## [Work task 1]
Rewrite the paragraph of the opioid crisis article that begins "Trump's administration still has not filled" as a short list, keeping its main facts.
## [Work task 2]
Please reproduce the part of the opioid crisis article that opens with the words containing "1. Kel b on" and closes with "anesthesia away too!!!", switching "whiskey" to "rum".
## [Work task 3]
Answer these questions using the opioid crisis article.
(a) How many bills on opioids will the Energy and Commerce Committee hear this week?
(b) By how much does Trump want to cut the number of opioid prescriptions nationwide?
(c) What position does Patterson hold?

## [Text segment]
------------------------------------------------------------------------

The testimony came during a week when Washington is focused on the opioid crisis. The Energy and Commerce Committee will hear more than 20 bills on opioids this week. On Monday, President Trump laid out his plan to solve the opioid crisis, which was filled with tough talk but few details on how he plans to carry it out.

Trump’s plan includes executing some drug dealers, while also pledging to hold pharmaceutical companies accountable for their role in fostering addiction. He said he wants to cut the number of opioid prescriptions by one-third nationwide but did not lay out a blueprint for getting there.

When Trump called for eliminating drug dealers, he said he wants to “get tough” on them, an approach that has alarmed some public-health experts.

Trump’s administration still has not filled numerous vacant positions that deal with the opioid crisis. Patterson is the DEA’s acting director. Trump named Jim Carroll, who worked in the White House Counsel’s Office, to be director of the Office of National Drug Control Policy, but he is only in an acting capacity and his nomination has not been sent to the Senate.

3 Responses

  1. Kel b on March 22, 2018 at 4:02 am
    Regardless of other manufacturing issues, which have always been there & always will be there and that goes for any & all products produced in any country. Thats just part of manufacturing.

    But when you are talking about medications in America, its absurd!!! Its 2018 !!!! Not 1818 !!!! Should we go back to biting a bullet and taking a shot of whiskey? Shit! Why not just go back to sterilizing the knife & wound with whiskey?? Take anesthesia away too!!!
    Don’t get me started on alcohol consumption!!

------------------------------------------------------------------------

[Point localization data]
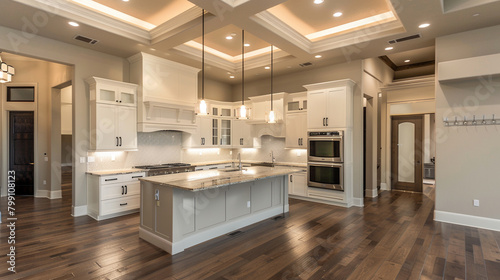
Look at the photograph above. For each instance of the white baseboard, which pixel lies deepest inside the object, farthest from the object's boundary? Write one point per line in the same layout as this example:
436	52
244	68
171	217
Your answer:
49	194
467	220
358	202
77	211
371	193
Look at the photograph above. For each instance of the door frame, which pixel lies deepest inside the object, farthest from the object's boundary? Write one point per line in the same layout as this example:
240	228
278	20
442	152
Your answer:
419	173
6	108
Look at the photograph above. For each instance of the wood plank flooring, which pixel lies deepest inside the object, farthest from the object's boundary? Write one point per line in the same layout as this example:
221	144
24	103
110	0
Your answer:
392	237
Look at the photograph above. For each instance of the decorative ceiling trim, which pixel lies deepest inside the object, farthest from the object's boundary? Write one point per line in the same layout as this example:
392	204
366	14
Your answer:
84	15
161	32
277	26
359	36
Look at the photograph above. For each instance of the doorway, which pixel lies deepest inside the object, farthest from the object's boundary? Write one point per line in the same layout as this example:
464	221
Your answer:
407	152
21	150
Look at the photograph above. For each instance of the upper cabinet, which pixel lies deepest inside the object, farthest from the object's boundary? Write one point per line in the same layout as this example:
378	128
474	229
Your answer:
113	115
261	105
167	94
332	103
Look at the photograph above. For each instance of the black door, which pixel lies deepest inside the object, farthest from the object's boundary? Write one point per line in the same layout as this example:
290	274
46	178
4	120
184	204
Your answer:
21	150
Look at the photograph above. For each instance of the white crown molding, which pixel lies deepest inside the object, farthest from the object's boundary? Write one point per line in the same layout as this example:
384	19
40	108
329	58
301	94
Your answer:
162	31
83	15
278	27
357	37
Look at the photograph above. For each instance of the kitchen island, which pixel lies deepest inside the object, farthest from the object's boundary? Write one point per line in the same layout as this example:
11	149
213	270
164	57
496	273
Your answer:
181	210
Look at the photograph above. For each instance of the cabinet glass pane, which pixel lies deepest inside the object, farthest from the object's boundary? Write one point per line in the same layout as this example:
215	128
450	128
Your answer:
127	97
215	132
107	95
226	112
225	132
293	106
406	152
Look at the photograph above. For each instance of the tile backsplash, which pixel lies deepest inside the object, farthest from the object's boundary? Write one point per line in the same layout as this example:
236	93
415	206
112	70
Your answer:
166	147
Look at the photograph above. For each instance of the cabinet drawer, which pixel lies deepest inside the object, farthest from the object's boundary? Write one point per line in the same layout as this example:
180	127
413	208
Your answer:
120	178
117	205
120	190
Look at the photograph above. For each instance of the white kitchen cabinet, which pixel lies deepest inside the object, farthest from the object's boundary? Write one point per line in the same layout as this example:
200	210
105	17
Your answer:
261	105
113	123
332	105
296	130
113	195
297	184
296	102
167	95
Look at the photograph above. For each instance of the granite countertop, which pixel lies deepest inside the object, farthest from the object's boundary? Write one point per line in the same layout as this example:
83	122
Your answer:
115	172
210	179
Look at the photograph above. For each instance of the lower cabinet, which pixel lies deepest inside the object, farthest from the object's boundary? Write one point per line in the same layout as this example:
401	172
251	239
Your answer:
297	184
113	195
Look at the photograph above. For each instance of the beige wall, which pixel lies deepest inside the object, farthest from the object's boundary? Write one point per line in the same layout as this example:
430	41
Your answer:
469	155
86	63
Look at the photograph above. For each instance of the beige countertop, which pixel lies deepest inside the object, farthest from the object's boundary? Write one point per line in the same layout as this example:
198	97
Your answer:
115	172
210	179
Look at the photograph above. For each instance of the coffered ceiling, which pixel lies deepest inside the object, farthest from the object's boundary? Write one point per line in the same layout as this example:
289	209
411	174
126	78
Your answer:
300	30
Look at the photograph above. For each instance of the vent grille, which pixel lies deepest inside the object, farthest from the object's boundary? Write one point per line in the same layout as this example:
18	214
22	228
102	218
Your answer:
86	39
407	38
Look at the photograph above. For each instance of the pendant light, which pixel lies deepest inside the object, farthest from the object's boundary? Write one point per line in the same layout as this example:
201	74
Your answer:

------------------------------------------------------------------------

## [Exercise result 1]
- Many vacant positions dealing with the opioid crisis remain unfilled by Trump's administration.
- Patterson is the DEA's acting director.
- Jim Carroll, who worked in the White House Counsel's Office, was named director of the Office of National Drug Control Policy.
- Carroll serves only in an acting capacity, and his nomination has not been sent to the Senate.

## [Exercise result 2]
1. Kel b on March 22, 2018 at 4:02 am
    Regardless of other manufacturing issues, which have always been there & always will be there and that goes for any & all products produced in any country. Thats just part of manufacturing.

    But when you are talking about medications in America, its absurd!!! Its 2018 !!!! Not 1818 !!!! Should we go back to biting a bullet and taking a shot of rum? Shit! Why not just go back to sterilizing the knife & wound with rum?? Take anesthesia away too!!!

## [Exercise result 3]
(a) More than 20.
(b) By one-third.
(c) Acting director of the DEA.